Object point labels:
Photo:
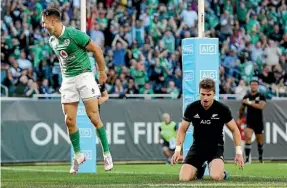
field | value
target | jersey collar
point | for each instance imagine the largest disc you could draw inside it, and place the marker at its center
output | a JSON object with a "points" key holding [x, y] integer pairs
{"points": [[63, 30]]}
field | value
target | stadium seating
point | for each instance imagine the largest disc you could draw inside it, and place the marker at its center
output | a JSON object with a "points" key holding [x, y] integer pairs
{"points": [[141, 41]]}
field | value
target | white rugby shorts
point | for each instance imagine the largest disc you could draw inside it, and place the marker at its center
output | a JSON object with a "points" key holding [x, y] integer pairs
{"points": [[82, 86]]}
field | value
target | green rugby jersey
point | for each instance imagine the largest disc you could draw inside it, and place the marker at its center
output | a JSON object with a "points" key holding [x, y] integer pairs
{"points": [[70, 49]]}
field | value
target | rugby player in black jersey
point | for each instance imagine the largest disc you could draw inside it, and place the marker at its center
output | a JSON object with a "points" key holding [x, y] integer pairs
{"points": [[255, 102], [208, 117]]}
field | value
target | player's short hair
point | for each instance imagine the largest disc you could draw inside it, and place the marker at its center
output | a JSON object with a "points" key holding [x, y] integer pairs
{"points": [[207, 83], [52, 12]]}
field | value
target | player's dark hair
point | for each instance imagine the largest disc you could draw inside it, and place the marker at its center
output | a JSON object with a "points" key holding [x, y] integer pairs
{"points": [[52, 12], [207, 83]]}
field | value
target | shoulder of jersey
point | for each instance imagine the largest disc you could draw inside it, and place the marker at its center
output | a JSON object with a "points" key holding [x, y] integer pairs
{"points": [[51, 39], [221, 104], [195, 103]]}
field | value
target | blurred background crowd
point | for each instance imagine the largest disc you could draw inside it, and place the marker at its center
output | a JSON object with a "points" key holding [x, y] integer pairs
{"points": [[141, 40]]}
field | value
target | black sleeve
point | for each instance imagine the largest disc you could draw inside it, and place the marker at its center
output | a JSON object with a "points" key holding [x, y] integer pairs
{"points": [[226, 114], [262, 98], [188, 113]]}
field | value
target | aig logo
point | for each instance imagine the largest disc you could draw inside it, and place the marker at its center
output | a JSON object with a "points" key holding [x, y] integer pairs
{"points": [[187, 49], [188, 76], [208, 74], [88, 154], [85, 132], [207, 49], [205, 122]]}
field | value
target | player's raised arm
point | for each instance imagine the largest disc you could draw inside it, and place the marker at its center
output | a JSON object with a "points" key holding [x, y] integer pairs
{"points": [[236, 138], [181, 134], [93, 47]]}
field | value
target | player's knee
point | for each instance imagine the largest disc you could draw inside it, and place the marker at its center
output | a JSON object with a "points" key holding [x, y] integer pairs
{"points": [[216, 176], [70, 121], [94, 116]]}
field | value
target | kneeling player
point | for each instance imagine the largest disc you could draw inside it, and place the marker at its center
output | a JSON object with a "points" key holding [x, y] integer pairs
{"points": [[208, 117]]}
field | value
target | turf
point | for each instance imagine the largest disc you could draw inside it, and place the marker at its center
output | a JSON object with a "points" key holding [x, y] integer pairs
{"points": [[152, 175]]}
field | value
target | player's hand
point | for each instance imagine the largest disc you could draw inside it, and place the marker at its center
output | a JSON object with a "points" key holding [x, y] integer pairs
{"points": [[239, 160], [102, 77], [175, 157]]}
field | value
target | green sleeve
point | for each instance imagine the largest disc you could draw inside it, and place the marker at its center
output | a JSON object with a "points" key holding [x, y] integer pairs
{"points": [[80, 38]]}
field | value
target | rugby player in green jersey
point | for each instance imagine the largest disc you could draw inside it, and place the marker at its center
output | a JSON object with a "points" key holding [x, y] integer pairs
{"points": [[72, 47]]}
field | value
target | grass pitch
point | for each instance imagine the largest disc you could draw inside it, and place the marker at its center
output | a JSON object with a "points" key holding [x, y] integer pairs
{"points": [[137, 176]]}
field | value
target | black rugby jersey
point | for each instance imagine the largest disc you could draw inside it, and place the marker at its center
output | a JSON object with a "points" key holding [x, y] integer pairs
{"points": [[208, 124]]}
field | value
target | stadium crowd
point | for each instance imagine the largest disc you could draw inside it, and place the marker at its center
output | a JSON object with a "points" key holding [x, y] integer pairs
{"points": [[141, 40]]}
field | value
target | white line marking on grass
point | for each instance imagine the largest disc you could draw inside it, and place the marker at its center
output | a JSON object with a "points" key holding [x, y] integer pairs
{"points": [[121, 172], [32, 170]]}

Aim >>
Make an exact copy of the listing above. Do not include the pictures.

Full solution >>
Photo:
field | value
target | jersey collar
point | for each instance imagine the largest disc you could draw inside it, and place the marker at its center
output | a JSON object with a "points" key holding [x, y] integer pairs
{"points": [[63, 30]]}
field | value
target | stadium seating
point | for each instance imagine the largest disc you could draw inside it, and place the marker at its center
output | a JSON object with a "points" key holding [x, y] integer pairs
{"points": [[141, 41]]}
field | value
target | white rugby shorts
point | for each instance imagine the largest disc you could draw inside it, and place the marker at its center
output | a JSON object with a "points" key holding [x, y] integer pairs
{"points": [[82, 86]]}
field | value
target | green rugby jersey
point | for each instance imagine the largest disc you could draw inside it, and place the marker at its center
output | a JSON object with a "points" key holding [x, y] integer pairs
{"points": [[70, 49]]}
field | value
target | rugby player in black jersey
point | for each instance imagine the largest disc you could draw inside it, and place the marker at its center
output | a JSON object with a "points" key holding [x, y] integer pairs
{"points": [[255, 102], [208, 117]]}
field | value
target | player's short hair
point | for each instance imagine the largest disc you could draw inside it, and place the marker at its center
output | a JSON object with a "points" key holding [x, y] integer pairs
{"points": [[207, 83], [52, 12]]}
field | value
target | player's dark hair
point | for each instance imagine the largest disc you could draw inside it, and place the marker at its center
output | a JSON object with a "points" key holding [x, y] integer pairs
{"points": [[52, 12], [207, 83]]}
field | value
target | shoulder of jersey
point | for each instance imagine the largest disc you could draw inside it, and place the marker at its center
output | a JSON object with a "points" key holding [x, y] integer pairs
{"points": [[51, 39], [221, 104], [195, 103]]}
field | value
target | blurred background crowd
point | for each instance imagine the largest disc you could draw inside it, and place the marker at its center
output | a JSON object with a "points" key holding [x, y] integer pairs
{"points": [[141, 40]]}
field | value
target | black sleeve
point | for each instance imagine the largest disc you could draw inside it, and place the marker at its center
output | a JSON object with a "points" key holding [x, y] integer pairs
{"points": [[226, 114], [262, 98], [188, 113]]}
field | value
target | aig logo
point | for each instance imagine the largest disc you could draw inside it, and place the marker at its center
output | a JSON object with a "points" key holding [x, y] integer pairs
{"points": [[187, 49], [188, 76], [208, 74], [88, 154], [85, 132], [207, 49], [205, 122]]}
field | value
target | player's raised arm
point | for each instance imagine the largest disc you could draw inside it, and place the marker at its center
output | a JSON object with a "points" key holding [x, y] integer pairs
{"points": [[236, 138], [181, 134], [93, 47]]}
field | value
target | player's knee
point | for each instance imagine the largest disc you could draw inside it, and place the marker at its center
output | a JSON object with a "points" key holding [x, y] integer pairs
{"points": [[216, 176], [70, 121], [94, 116]]}
field | value
target | kneeling player
point | for each instance imagine the largest disc you could draw inside it, and place the marker at its center
output | a JSON object with a "points" key holding [x, y] integer pairs
{"points": [[208, 117]]}
field | value
target | turf
point | for each instance imagine the largest disc you could draw inside it, and place the marker at its center
output | a JSON object with a "points" key holding [x, y] integer pairs
{"points": [[152, 175]]}
field | value
target | player's hand
point | for each instance imagine the largest disc you could draw inside it, and place the marker at its center
output | a JSON object with a "points" key holding [x, y] integer pairs
{"points": [[239, 160], [102, 77], [175, 157]]}
field | value
target | green sleeve
point | for each instance imagine the largest disc you could draw inside it, and place the marker at its center
output | a JSON object with a "points" key holding [x, y] integer pairs
{"points": [[80, 38]]}
field | value
target | rugby player in green jersey
point | for each instance imagine the largest disc you could draw inside it, and place the marker at its center
output | a JSON object with a "points" key holding [x, y] integer pairs
{"points": [[72, 47]]}
field | value
target | grass pitch
point | for each instance imagine the largest disc you could draw inside it, and place the marker at its center
output | a JSON object with a "points" key holding [x, y] integer pairs
{"points": [[137, 176]]}
field | value
target | black rugby jersey
point | for each instance imagine the largest disc you could draw inside it, and place the marker at its center
output | a JSON object with a "points" key holding [x, y] integer pairs
{"points": [[208, 124]]}
field | value
target | stadium crowd
point | for each instance imagine the largest disc you could draw inside it, and place the marker at its center
output | a JSON object with a "points" key holding [x, y] integer pairs
{"points": [[141, 40]]}
field | value
target | white line marking on grass
point | for each instance imagine the largest disc you could draw inside it, and place the marker at its center
output | a JSON object with a "points" key holding [x, y] integer pairs
{"points": [[121, 172], [32, 170]]}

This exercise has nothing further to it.